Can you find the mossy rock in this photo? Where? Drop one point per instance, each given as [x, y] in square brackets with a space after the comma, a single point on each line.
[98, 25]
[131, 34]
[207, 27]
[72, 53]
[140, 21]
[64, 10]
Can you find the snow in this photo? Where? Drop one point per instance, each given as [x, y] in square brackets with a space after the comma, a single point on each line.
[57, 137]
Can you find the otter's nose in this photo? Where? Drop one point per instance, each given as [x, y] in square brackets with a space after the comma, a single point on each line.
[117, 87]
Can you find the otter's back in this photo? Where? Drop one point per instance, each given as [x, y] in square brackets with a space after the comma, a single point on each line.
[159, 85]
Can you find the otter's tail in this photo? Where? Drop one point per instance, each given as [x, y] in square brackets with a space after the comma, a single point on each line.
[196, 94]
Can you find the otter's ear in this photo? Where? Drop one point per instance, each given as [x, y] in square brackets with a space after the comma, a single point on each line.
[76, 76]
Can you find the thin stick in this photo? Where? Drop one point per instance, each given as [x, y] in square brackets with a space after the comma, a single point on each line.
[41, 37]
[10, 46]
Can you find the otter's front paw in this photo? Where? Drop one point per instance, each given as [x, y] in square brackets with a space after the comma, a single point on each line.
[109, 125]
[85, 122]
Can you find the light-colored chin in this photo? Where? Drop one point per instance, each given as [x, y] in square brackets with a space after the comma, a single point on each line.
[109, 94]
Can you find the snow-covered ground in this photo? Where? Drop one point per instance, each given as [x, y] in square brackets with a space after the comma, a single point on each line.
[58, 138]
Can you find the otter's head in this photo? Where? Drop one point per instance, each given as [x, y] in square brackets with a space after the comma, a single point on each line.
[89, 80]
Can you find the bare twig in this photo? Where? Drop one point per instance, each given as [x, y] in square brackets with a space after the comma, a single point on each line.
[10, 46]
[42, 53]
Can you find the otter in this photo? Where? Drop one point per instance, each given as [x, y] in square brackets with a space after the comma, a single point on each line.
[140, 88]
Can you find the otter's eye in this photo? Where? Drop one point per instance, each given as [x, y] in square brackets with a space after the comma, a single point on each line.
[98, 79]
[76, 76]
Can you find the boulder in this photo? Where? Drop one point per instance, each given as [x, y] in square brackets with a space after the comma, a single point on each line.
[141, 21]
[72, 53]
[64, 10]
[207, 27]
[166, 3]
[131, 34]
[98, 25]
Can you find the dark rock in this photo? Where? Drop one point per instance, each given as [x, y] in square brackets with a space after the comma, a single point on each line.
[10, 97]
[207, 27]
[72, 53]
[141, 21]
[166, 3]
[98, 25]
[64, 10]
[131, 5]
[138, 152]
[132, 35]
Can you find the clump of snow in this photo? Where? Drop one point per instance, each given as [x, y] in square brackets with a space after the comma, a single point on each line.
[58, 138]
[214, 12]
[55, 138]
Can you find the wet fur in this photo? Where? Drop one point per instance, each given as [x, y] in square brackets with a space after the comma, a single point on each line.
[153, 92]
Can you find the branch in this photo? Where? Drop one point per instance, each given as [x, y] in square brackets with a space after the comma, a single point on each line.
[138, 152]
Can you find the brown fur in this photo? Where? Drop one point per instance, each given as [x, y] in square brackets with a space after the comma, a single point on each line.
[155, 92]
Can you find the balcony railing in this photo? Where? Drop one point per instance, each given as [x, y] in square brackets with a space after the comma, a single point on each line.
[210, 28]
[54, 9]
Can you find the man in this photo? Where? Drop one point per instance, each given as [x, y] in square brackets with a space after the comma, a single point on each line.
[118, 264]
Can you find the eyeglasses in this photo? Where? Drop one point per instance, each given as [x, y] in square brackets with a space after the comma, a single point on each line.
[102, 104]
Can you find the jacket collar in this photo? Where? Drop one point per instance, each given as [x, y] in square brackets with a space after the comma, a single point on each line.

————————

• _WHAT THE TASK REQUIRES_:
Reproduce the whole of the material exactly as shown.

• _EXERCISE RESULT_:
Can you find the mossy rock in this photo? Where? Drop one point per instance, each given as [x, y] in square brackets with a space after the comma, a single point on each line.
[98, 25]
[131, 34]
[207, 27]
[72, 53]
[140, 21]
[64, 10]
Can you find the snow in this photo? Where? Drop one point per instance, each given as [x, y] in square brackets with a space after the comma, a single point on each line.
[57, 137]
Can you find the otter's nose in this photo? Where? Drop one point per instance, each given as [x, y] in square brackets with a space after the comma, a single point on each line.
[117, 87]
Can you find the otter's back in this photo? Where? Drop one point per instance, each given as [x, y] in square brackets with a space after the comma, a single point on each line.
[159, 85]
Can you find the otter's tail in this photo? Where? Drop one point per instance, each given as [x, y] in square brackets with a space after the comma, a single point on each line.
[196, 94]
Can you find the otter's ear in this photo? Where? Drop one point per instance, each given as [x, y] in square brackets with a space after the comma, a single point on each line.
[76, 76]
Can you find the thin stick in this photo? Where? Drop one point per instance, each given as [x, y] in square brackets with a space after the comma, a single point on each line.
[41, 37]
[10, 46]
Can you find the otter's front paw in this photo? Where? Drop one point per instance, each given as [x, y] in square brackets with a space after the comma, a single point on each line.
[109, 125]
[85, 122]
Can you find the light-colored chin in this photo? Where? Drop one point per instance, each given as [x, y] in square brackets with a space after the comma, a single point on each line.
[109, 94]
Can you find the snow-covered ground in this photo? Where? Drop one point per instance, each given as [x, y] in square brackets with a space after the comma, a single point on each line.
[58, 138]
Can you find the otter's head in this photo? Where? Drop one point per instance, each given as [x, y] in square brackets with a space after the comma, a single point on each line.
[89, 80]
Can you find the bare twig in this photo? Where? Drop one point per instance, each given as [x, y] in square brackets with a space after the comma, a single point on each line.
[10, 46]
[42, 53]
Can you find the otter in this photo? Where? Drop one point per instance, each given as [x, y] in square brackets with a space after the comma, a single point on each line.
[140, 88]
Can you find the otter's eye in this photo? Where? Drop one point per instance, each given as [x, y] in square brackets with a space after the comma, a single point on each line.
[98, 79]
[76, 76]
Can you find the boulder in this photo? Where? Drop one point per instance, each given as [x, y] in square brackets with a space after the comma, a single point on each line.
[141, 21]
[72, 53]
[64, 10]
[207, 27]
[166, 3]
[131, 34]
[98, 25]
Can you find the dark rock in this photo? Where? Drop one point per instance, each given as [x, y] in square brackets with a space after the comma, a single point on each line.
[10, 97]
[207, 27]
[72, 53]
[141, 21]
[166, 3]
[98, 25]
[64, 10]
[131, 5]
[138, 152]
[132, 35]
Can you find the clump of snow in this photo? Where? Drop one point per instance, each given as [x, y] in square brackets with a space after the comma, a single point on each line.
[58, 138]
[214, 12]
[55, 138]
Can you find the wet fur in this photo? Where? Drop one point per instance, each given as [x, y] in square brackets with a space after the comma, a single point on each line.
[153, 92]
Can you find the branch in this photo? Where? Drop one point per instance, each given as [x, y] in square brackets with a space after the comma, a single point on each line.
[138, 152]
Can you find the brown fur in this photo? Where? Drop one point per instance, each given as [x, y] in square brackets with a space after the comma, a single point on each line.
[155, 92]
Can you find the balcony railing in this photo? Where? Drop one point per instance, each given as [x, y] in square brackets with a space after the comma, a single point on each line.
[210, 28]
[54, 9]
Can you find the man in this photo? Where? Drop one point per instance, each given as [x, y] in square brackets with a space after the comma, a single point on each line.
[118, 264]
Can you find the eyeglasses in this photo? Where? Drop one point per instance, each given as [x, y] in square brackets with a space after the comma, a single point on each line.
[102, 104]
Can you find the jacket collar in this photo? Where? Drop one point per instance, each given as [x, y] in square brackets with a space after the comma, a single point on each line.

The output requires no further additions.